# ASSIGNED TASK
Transcribe exactly everything in the data below from the line containing "negative clicks: (743, 269)" down to the line containing "265L531 266L519 297L656", both lines included and nothing further.

# RECORDS FOR THIS EXERCISE
·····

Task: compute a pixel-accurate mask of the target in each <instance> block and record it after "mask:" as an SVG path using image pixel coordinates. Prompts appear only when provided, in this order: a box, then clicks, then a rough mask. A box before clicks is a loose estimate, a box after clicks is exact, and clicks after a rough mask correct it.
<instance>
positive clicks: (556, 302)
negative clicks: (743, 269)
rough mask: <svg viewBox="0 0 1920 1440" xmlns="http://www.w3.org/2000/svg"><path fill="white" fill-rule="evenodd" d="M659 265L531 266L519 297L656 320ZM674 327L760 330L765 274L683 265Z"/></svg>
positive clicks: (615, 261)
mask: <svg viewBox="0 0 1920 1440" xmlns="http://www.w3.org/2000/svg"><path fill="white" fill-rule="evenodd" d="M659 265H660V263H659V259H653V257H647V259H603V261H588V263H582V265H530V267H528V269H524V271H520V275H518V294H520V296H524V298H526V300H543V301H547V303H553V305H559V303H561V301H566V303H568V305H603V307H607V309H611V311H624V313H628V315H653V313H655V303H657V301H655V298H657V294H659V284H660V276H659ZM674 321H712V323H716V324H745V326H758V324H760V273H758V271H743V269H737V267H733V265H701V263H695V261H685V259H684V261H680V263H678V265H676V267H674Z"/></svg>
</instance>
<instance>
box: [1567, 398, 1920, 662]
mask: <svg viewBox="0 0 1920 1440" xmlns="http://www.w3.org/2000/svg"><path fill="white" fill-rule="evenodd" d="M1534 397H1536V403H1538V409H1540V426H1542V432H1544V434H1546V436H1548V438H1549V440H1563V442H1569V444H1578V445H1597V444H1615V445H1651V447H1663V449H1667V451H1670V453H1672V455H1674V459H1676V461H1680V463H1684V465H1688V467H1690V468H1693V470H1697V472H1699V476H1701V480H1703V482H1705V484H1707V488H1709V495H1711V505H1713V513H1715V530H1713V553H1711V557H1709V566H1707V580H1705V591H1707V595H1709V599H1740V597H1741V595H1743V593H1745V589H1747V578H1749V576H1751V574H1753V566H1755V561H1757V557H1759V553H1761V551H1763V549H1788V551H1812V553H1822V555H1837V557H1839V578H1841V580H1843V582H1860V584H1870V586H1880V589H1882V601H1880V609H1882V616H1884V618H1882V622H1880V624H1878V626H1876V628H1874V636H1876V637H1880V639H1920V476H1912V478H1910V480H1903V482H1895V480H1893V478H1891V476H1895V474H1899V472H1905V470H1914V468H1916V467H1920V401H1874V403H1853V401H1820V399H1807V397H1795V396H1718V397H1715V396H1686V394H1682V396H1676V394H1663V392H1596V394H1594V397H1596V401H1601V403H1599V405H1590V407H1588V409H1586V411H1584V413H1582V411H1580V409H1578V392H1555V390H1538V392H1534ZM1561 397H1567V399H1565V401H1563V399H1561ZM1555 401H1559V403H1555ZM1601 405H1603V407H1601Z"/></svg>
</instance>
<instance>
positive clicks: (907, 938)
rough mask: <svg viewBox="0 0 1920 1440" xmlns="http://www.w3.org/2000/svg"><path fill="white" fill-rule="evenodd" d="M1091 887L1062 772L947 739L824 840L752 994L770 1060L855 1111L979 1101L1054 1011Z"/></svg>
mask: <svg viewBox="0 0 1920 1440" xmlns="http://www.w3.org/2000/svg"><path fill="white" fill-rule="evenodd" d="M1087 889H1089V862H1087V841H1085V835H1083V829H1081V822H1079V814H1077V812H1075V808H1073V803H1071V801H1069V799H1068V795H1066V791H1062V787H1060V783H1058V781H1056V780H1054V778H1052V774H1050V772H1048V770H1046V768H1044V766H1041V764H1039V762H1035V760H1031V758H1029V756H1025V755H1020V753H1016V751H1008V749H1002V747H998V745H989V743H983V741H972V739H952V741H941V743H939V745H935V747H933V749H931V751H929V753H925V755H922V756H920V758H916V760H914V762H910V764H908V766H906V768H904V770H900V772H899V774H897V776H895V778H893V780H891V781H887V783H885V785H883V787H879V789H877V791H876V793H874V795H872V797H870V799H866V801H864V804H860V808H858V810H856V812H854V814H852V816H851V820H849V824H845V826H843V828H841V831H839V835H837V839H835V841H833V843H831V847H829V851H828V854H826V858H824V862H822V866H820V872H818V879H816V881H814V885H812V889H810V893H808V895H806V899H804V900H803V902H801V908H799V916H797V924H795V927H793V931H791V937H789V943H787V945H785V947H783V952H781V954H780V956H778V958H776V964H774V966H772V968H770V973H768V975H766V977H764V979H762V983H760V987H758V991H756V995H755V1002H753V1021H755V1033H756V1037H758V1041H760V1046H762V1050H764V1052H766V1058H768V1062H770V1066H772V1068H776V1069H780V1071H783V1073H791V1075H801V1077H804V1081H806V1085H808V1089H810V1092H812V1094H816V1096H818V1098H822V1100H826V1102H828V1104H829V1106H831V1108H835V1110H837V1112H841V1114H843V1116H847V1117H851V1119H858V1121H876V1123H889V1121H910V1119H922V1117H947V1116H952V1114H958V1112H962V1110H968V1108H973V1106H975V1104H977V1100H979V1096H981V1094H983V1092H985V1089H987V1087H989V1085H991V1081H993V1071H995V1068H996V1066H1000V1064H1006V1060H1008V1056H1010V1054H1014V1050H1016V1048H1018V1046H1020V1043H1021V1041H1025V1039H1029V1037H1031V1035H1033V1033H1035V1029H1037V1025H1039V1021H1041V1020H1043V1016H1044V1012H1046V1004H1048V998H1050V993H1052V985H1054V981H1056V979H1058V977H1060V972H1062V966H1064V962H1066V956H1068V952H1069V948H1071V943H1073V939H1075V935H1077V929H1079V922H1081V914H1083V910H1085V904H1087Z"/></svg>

·····

# SOLVED EXERCISE
negative clicks: (743, 269)
rough mask: <svg viewBox="0 0 1920 1440" xmlns="http://www.w3.org/2000/svg"><path fill="white" fill-rule="evenodd" d="M659 265L531 266L519 297L656 320ZM674 327L760 330L765 274L683 265Z"/></svg>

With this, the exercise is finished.